La conquête de l’exode urbain ou comment accompagner la réhumanisation, réenchanter, reconnecter l’homme avec la nature dans un environnement bas carboné.

Bonjour Louis Albert de Broglie. Vous êtes le descendant d’une famille noble française d’origine piémontaise (Broglia di Cheri) installée en France depuis le XVIIe siècle et élevée en 1742 au rang ducal, avec le titre de « duc de Broglie », et dans le Saint-Empire en 1757 à la dignité princière, avec le titre de « prince du Saint-Empire ». Il m’a été rapporté que vous aviez un ascendant qui serait à l’origine de la création de l’ordre des chevaliers de Malte, une organisation à l’origine de la fondation d’hôpitaux pour soigner et venir en aide aux démunis ?

Bonjour Stephane. Ma famille a servi le monde de la politique, de la diplomatie et de la culture mais je ne crois pas qu’elle comprenne de Grand Maitre au sein de cet Ordre millénaire, bien que le nom de Broglie soit cité dans le catalogue des Chevaliers de Malte. Je pense notamment à Eugène Marie Albert et Alphonse-Gabriel-Octave. Ma famille comprend des maréchaux de France, des présidents du conseil, cinq académiciens, un prix Nobel de physique mais pas de Grand Maitre.

--------

__LISTE DES TÂCHES__:
[1] D'après la réponse de Louis Albert de Broglie dans l'extrait de page, qui compte sa famille ? Donnez la liste complète.
[2] Répondez à partir de l'extrait de page :
(a) En quelle année la famille a-t-elle été élevée au rang ducal ?
(b) Quelle est l'origine de cette famille noble française ?
(c) Quels deux noms Louis Albert de Broglie cite-t-il en pensant au catalogue des Chevaliers de Malte ?

__EXTRAIT DES DONNÉES__:
--------

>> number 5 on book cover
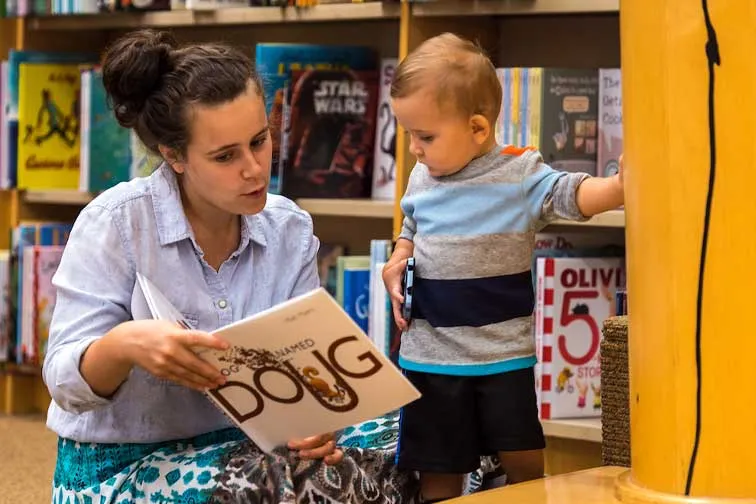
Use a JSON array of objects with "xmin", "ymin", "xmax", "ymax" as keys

--------

__RÉPONSES AUX TÂCHES__:
[1]
- des maréchaux de France
- des présidents du conseil
- cinq académiciens
- un prix Nobel de physique

[2]
(a) En 1742.
(b) Piémontaise (Broglia di Cheri).
(c) Eugène Marie Albert et Alphonse-Gabriel-Octave.